THE TASK — Return only that part of the material below which starts with the line containing "Target: dark background" and goes on through the line containing "Target: upturned mushroom showing gills", restated exactly.

::::

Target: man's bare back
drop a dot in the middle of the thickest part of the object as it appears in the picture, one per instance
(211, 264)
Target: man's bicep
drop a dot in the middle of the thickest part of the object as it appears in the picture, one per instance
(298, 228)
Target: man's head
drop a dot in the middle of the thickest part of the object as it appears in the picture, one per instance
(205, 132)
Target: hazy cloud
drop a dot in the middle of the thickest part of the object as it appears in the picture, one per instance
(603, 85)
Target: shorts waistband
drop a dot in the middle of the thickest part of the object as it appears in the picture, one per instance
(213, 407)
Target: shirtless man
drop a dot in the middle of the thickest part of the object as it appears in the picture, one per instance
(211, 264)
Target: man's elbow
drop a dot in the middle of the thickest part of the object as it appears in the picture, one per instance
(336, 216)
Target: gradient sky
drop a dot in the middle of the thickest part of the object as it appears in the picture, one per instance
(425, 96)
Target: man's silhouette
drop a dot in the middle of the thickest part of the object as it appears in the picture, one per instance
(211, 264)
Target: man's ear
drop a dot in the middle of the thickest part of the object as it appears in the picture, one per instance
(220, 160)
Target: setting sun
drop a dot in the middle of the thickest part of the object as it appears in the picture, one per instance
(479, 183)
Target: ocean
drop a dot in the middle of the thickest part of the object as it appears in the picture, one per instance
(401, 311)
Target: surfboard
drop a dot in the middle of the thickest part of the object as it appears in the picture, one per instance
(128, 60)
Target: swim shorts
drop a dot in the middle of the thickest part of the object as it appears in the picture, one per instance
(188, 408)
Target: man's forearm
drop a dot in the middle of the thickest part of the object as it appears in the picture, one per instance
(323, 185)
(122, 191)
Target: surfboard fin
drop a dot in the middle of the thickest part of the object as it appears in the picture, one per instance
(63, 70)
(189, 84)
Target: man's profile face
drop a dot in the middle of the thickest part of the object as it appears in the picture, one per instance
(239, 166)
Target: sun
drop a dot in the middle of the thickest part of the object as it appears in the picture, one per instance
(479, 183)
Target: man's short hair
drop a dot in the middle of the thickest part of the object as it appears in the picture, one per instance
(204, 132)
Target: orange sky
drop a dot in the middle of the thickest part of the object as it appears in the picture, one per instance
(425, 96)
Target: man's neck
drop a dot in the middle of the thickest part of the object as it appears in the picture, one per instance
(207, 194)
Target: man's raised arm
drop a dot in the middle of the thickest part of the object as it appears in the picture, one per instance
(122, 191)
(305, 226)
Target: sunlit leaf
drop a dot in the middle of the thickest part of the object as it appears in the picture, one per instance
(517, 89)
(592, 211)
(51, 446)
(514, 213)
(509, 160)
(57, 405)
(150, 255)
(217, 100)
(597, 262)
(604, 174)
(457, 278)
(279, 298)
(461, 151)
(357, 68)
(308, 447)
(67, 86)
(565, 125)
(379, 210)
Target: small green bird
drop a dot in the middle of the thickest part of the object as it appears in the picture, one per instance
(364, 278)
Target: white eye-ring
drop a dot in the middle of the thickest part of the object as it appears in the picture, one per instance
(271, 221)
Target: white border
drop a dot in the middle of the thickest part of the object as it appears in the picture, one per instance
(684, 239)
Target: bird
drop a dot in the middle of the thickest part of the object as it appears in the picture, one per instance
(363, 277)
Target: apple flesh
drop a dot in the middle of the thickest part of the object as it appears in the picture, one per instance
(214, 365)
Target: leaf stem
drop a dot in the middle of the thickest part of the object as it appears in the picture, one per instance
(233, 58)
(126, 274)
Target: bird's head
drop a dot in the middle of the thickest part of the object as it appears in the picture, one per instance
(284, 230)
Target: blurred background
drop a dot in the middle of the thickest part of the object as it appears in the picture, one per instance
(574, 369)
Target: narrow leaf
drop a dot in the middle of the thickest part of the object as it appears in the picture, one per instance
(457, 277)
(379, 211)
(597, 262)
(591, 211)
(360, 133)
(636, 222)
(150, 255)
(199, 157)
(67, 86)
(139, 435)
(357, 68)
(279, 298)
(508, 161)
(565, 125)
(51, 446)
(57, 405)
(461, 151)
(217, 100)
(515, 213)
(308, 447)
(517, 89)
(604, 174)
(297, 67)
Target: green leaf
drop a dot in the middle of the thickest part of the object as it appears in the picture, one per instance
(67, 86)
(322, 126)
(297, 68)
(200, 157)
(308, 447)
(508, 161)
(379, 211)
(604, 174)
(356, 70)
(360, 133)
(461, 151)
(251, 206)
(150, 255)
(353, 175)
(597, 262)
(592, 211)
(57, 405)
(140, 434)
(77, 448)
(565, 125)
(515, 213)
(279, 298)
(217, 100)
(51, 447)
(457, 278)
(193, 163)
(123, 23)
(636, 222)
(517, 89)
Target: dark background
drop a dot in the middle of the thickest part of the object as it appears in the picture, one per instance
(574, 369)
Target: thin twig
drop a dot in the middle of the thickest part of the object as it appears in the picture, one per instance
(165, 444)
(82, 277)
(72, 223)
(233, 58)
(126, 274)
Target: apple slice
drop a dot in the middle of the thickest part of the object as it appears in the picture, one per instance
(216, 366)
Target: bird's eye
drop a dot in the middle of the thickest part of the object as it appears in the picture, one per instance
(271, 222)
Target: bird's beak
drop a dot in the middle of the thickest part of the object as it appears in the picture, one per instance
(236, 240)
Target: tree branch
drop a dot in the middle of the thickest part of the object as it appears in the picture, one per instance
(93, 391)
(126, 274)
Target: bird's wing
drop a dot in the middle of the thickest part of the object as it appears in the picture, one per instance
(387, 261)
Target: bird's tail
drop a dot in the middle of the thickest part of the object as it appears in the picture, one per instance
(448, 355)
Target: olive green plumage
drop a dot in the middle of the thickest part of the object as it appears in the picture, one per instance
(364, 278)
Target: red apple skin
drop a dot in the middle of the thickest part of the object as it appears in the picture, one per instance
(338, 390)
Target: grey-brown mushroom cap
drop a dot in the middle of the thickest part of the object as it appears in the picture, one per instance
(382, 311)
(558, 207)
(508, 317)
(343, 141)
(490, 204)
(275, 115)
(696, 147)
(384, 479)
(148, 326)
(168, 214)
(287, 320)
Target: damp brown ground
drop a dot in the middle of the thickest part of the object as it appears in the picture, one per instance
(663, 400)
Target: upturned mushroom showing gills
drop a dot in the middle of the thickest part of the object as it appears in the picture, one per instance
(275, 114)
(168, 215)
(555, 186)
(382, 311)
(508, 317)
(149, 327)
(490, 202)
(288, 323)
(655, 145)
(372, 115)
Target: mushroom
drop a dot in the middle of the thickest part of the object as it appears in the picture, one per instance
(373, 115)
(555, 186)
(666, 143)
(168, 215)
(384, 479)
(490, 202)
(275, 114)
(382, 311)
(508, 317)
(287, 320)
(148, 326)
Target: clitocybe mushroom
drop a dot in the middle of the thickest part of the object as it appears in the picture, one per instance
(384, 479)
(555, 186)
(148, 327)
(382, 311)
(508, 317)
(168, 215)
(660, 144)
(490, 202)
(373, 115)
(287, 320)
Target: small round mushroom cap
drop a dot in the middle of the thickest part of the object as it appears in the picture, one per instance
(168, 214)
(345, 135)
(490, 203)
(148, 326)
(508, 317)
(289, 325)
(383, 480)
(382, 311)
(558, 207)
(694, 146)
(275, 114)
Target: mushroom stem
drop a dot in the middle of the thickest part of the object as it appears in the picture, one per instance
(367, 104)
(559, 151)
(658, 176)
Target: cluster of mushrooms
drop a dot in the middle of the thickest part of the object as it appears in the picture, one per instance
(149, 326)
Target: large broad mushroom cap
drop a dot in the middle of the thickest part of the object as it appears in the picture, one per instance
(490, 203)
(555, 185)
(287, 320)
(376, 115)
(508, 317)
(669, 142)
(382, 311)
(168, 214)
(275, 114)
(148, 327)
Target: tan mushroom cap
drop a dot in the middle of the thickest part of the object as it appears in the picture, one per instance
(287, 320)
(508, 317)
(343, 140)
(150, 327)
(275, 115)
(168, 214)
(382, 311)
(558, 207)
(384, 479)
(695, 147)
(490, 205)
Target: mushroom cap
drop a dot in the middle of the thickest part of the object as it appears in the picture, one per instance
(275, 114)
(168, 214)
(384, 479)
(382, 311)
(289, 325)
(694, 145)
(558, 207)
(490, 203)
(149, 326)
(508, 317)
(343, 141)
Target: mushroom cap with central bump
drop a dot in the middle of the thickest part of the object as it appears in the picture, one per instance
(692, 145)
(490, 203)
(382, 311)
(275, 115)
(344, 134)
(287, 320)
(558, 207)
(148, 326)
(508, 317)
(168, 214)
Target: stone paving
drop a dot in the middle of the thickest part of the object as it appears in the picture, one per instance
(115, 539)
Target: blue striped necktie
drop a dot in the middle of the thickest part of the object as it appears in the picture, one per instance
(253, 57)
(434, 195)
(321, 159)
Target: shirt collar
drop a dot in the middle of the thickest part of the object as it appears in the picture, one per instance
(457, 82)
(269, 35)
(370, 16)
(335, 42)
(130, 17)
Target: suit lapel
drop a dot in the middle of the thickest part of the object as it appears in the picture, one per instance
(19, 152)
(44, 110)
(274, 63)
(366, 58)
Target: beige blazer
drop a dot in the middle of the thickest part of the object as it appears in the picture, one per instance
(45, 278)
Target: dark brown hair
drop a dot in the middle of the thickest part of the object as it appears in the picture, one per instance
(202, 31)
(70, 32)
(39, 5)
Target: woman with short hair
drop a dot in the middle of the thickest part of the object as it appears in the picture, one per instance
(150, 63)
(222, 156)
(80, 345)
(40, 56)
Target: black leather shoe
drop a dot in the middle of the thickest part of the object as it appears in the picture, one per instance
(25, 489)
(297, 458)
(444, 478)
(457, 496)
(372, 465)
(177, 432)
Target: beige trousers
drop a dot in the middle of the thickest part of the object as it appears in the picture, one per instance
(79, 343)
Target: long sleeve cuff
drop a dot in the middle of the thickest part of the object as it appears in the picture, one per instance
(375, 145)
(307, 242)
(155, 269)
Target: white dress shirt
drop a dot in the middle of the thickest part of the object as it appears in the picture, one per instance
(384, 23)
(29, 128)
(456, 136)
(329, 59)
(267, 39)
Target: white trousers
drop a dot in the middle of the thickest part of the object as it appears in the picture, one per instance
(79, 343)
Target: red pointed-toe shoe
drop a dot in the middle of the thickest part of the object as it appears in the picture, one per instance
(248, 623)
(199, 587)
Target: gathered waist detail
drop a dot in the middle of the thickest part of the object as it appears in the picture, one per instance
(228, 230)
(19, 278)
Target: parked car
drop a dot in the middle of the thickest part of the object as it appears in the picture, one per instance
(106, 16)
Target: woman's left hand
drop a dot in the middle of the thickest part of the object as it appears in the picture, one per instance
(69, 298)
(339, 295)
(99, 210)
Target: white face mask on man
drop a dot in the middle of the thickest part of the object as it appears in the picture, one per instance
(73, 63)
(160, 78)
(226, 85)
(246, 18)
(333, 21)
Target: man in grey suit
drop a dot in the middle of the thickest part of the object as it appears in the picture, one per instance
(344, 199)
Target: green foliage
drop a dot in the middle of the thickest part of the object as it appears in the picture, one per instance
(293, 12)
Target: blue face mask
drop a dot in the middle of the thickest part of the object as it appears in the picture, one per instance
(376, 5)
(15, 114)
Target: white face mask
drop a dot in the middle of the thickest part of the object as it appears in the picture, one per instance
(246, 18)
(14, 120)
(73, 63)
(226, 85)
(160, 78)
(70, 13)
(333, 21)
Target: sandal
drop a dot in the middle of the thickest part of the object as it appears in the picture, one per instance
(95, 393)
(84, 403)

::::

EXERCISE RESPONSE —
Target: dark background
drop a dot in the middle of the thickest part of the object as it appears in the picture, one per instance
(574, 369)
Target: thin twig
drop a dot in the middle of the thickest part of the object as it appears in the picture, one per instance
(165, 444)
(82, 277)
(72, 223)
(233, 58)
(126, 274)
Target: apple slice
drop a dot in the middle of the thickest part of the object as it appears in the picture, one per instance
(216, 366)
Target: bird's eye
drop a dot in the middle of the thickest part of the object as it appears in the picture, one per instance
(271, 222)
Target: bird's beak
drop a dot in the middle of the thickest part of the object as it appears in the picture, one per instance
(236, 240)
Target: tree branch
drop a dot in the middle of the thickest part of the object as it appears in the picture, one per instance
(93, 391)
(126, 274)
Target: bird's wing
drop a dot in the middle of the thickest part of the object as it appears in the picture, one per instance
(387, 261)
Target: bird's tail
drop a dot in the middle of the thickest part of the object as it appears in the picture, one per instance
(448, 355)
Target: olive green plumage
drop a dot in the middle of the thickest part of the object as it appears in the picture, one per instance
(364, 278)
Target: red apple skin
drop a dot in the middle of the thickest part of the object as it appears in the picture, one per instance
(338, 390)
Target: grey-brown mushroom cap
drop a dot in the middle of the thickest part of the object as it appears in the picture, one per instance
(382, 311)
(558, 207)
(508, 317)
(343, 141)
(490, 204)
(275, 115)
(696, 147)
(384, 479)
(148, 326)
(168, 214)
(287, 320)
Target: damp brown ground
drop a dot in the middle of the thickest part of the object as it appears in the picture, one per instance
(663, 400)
Target: upturned mushroom showing gills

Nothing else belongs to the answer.